* WHAT IS NEEDED *
Retype each entry below, keeping every character the same.

○ ○ ○

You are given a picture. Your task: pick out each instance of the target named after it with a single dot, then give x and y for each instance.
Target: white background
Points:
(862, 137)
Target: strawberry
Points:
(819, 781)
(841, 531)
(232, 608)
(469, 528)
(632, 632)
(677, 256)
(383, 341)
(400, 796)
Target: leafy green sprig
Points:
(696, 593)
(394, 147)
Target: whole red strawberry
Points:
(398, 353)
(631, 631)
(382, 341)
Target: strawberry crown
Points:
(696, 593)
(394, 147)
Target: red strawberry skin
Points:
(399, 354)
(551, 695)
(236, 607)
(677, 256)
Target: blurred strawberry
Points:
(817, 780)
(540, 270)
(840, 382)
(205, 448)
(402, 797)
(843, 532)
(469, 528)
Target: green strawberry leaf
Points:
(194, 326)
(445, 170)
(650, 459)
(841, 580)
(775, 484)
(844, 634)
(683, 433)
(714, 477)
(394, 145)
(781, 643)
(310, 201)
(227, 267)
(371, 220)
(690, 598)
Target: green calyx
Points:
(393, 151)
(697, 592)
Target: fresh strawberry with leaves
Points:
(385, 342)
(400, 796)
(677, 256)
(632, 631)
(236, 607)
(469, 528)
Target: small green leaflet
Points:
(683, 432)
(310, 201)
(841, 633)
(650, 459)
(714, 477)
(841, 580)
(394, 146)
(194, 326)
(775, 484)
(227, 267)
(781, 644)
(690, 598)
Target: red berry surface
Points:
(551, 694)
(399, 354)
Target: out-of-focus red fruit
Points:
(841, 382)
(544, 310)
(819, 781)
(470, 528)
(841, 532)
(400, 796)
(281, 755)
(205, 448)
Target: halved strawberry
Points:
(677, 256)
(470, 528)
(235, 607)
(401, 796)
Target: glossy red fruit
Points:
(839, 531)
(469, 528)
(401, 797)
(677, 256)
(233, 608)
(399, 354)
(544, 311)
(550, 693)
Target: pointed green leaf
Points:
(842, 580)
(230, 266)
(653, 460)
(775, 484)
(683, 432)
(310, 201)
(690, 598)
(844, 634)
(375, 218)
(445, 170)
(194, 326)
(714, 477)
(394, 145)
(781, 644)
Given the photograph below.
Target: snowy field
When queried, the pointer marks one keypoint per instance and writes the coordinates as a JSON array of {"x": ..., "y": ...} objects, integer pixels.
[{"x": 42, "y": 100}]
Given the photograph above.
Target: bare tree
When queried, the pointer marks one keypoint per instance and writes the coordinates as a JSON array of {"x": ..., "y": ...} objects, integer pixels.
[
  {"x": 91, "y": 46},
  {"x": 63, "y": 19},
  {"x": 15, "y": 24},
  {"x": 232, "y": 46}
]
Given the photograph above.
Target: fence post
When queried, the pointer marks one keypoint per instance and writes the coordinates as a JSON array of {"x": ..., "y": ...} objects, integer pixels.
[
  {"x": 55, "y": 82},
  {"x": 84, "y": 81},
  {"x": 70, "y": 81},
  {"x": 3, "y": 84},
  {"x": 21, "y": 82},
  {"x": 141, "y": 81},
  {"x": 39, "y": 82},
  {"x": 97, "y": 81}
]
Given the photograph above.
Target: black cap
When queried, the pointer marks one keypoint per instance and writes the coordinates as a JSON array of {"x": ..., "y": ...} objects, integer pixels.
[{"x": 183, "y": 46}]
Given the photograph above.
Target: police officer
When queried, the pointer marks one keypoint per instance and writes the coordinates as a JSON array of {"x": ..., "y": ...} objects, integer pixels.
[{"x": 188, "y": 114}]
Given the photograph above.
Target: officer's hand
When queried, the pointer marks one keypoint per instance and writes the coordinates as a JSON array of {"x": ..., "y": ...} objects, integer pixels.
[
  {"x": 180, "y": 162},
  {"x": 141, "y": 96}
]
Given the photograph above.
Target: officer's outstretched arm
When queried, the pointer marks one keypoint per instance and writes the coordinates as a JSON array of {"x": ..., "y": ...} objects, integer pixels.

○ ○ ○

* PROBLEM SOLUTION *
You are given a picture. Your task: pick out each instance of the target named after it with a single dot, then give x and y for each instance.
Target: white background
Points:
(862, 137)
Target: strawberry
Points:
(819, 781)
(841, 531)
(232, 608)
(469, 528)
(632, 632)
(677, 256)
(383, 341)
(400, 796)
Target: leafy green sprig
Points:
(696, 593)
(394, 147)
Target: whole red strawberry
Points:
(398, 353)
(631, 631)
(382, 341)
Target: strawberry crown
Points:
(696, 593)
(394, 147)
Target: red strawberry skin
Points:
(399, 354)
(551, 695)
(236, 607)
(677, 256)
Target: blurred strawberry
Points:
(817, 780)
(540, 270)
(840, 382)
(205, 448)
(402, 797)
(843, 532)
(469, 528)
Target: green strawberry leaf
Points:
(194, 326)
(445, 170)
(650, 459)
(841, 580)
(775, 484)
(844, 634)
(683, 433)
(714, 477)
(394, 145)
(781, 643)
(310, 201)
(227, 267)
(371, 220)
(690, 598)
Target: green calyx
Points:
(393, 151)
(697, 592)
Target: fresh strawberry with leaves
Points:
(385, 342)
(400, 796)
(677, 256)
(632, 631)
(236, 607)
(469, 528)
Target: small green leaflet
Points:
(683, 432)
(310, 201)
(841, 633)
(650, 459)
(714, 477)
(841, 580)
(394, 146)
(194, 326)
(775, 484)
(227, 267)
(781, 644)
(690, 598)
Target: red berry surface
Points:
(551, 694)
(399, 354)
Target: out-of-focus red fruit
Points:
(841, 382)
(544, 310)
(819, 781)
(470, 528)
(841, 532)
(400, 796)
(281, 755)
(205, 448)
Target: halved strawberry
Points:
(677, 256)
(470, 528)
(235, 607)
(401, 796)
Target: glossy red fruit
Points:
(839, 531)
(469, 528)
(401, 797)
(677, 256)
(233, 608)
(399, 354)
(544, 311)
(550, 693)
Target: pointed green leaf
Points:
(842, 580)
(230, 266)
(653, 460)
(775, 484)
(683, 432)
(310, 201)
(690, 598)
(844, 634)
(375, 218)
(445, 170)
(194, 326)
(714, 477)
(394, 145)
(781, 644)
Given the photograph below.
Target: snowy field
When queried, the pointer marks one keypoint per instance and writes the coordinates as a JSON array of {"x": ..., "y": ...} objects, integer pixels.
[{"x": 42, "y": 100}]
Given the photograph above.
Target: bare tree
When queried, the pointer marks one keypoint per instance and writes the coordinates as a JSON array of {"x": ..., "y": ...} objects, integer pixels.
[
  {"x": 91, "y": 46},
  {"x": 63, "y": 19},
  {"x": 15, "y": 24},
  {"x": 232, "y": 46}
]
Given the photograph above.
Target: fence post
When queried, the pointer marks one keypoint per instance and writes the coordinates as a JSON array of {"x": ..., "y": ...} objects, integer pixels.
[
  {"x": 55, "y": 82},
  {"x": 84, "y": 81},
  {"x": 70, "y": 81},
  {"x": 3, "y": 84},
  {"x": 21, "y": 82},
  {"x": 141, "y": 81},
  {"x": 39, "y": 82},
  {"x": 97, "y": 81}
]
Given the photograph above.
Target: black cap
When queried, the pointer marks one keypoint per instance and writes the coordinates as a JSON array of {"x": ..., "y": ...} objects, integer pixels.
[{"x": 183, "y": 46}]
Given the photograph above.
Target: police officer
When queried, the pointer marks one keypoint per instance and writes the coordinates as a JSON array of {"x": ..., "y": ...} objects, integer pixels.
[{"x": 188, "y": 114}]
Given the photograph above.
Target: officer's hand
When queried, the pointer marks one keypoint per instance and writes the coordinates as a JSON array of {"x": ..., "y": ...} objects, integer pixels.
[
  {"x": 180, "y": 162},
  {"x": 141, "y": 96}
]
Given the photograph above.
Target: officer's outstretched arm
When queried, the pointer marks one keypoint per instance and writes the coordinates as a JSON array of {"x": ..., "y": ...} objects, integer pixels.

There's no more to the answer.